What you should do
Extract from the entries below, exactly as given, only the lines from the line containing "whole-pixel vertices, x" to the line containing "hole rule even-odd", both lines included.

Items from a data source
•••••

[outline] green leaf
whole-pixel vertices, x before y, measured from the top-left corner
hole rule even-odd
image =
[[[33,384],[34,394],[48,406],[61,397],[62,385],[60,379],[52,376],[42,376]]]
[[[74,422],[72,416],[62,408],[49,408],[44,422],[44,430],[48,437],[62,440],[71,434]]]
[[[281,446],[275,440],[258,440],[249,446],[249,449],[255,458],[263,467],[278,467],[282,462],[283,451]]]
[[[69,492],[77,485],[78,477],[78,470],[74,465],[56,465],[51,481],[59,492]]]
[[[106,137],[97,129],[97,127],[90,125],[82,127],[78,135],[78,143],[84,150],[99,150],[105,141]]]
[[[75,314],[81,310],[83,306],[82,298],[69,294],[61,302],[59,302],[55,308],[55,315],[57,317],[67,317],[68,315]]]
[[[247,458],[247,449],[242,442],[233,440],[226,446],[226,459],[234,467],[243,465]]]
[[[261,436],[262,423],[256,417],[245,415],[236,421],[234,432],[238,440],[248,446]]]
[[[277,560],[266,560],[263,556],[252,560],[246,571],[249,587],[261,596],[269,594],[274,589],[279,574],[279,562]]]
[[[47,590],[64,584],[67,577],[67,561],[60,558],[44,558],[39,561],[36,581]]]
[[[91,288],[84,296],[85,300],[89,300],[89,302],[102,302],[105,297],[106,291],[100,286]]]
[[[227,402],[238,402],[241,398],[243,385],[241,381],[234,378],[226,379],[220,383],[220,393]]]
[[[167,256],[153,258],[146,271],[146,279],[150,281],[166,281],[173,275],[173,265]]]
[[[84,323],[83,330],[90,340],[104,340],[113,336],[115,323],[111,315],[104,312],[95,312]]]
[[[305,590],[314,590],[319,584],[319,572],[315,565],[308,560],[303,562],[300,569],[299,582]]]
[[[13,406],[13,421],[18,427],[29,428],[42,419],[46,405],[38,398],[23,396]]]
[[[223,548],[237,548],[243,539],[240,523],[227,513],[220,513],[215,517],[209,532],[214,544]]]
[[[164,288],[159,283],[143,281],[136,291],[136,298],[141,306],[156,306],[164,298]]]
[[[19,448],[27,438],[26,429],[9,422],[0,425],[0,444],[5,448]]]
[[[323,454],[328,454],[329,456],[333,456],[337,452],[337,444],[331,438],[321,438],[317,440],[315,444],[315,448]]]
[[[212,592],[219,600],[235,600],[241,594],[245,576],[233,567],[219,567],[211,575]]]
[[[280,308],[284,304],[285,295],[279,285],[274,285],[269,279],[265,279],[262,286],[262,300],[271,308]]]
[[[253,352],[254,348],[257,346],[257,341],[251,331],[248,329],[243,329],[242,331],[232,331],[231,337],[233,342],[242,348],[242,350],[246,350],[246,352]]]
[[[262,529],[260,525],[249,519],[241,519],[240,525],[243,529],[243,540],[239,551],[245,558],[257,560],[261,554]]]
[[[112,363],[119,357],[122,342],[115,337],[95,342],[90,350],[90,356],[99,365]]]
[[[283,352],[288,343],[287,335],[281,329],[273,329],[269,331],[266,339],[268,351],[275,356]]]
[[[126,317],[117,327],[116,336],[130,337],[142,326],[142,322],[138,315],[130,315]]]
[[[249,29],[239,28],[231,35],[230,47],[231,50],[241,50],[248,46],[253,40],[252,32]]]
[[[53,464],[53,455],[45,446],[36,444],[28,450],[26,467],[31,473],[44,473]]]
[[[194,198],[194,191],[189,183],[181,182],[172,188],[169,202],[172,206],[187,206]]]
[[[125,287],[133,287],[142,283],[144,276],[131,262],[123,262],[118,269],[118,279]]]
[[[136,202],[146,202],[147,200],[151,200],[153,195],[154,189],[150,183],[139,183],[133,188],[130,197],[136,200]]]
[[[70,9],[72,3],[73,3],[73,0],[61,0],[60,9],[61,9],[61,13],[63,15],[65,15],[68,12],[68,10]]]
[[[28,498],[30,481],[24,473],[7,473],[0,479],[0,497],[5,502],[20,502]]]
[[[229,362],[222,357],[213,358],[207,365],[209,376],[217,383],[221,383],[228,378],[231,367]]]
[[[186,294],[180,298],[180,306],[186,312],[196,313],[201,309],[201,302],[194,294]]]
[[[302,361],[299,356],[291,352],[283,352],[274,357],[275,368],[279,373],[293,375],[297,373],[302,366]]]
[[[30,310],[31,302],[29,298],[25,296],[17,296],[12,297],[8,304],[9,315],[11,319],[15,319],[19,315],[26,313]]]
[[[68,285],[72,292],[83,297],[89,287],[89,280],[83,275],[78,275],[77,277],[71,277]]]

•••••

Answer space
whole-pixel vertices, x before y, measured from the top-left corner
hole rule even-odd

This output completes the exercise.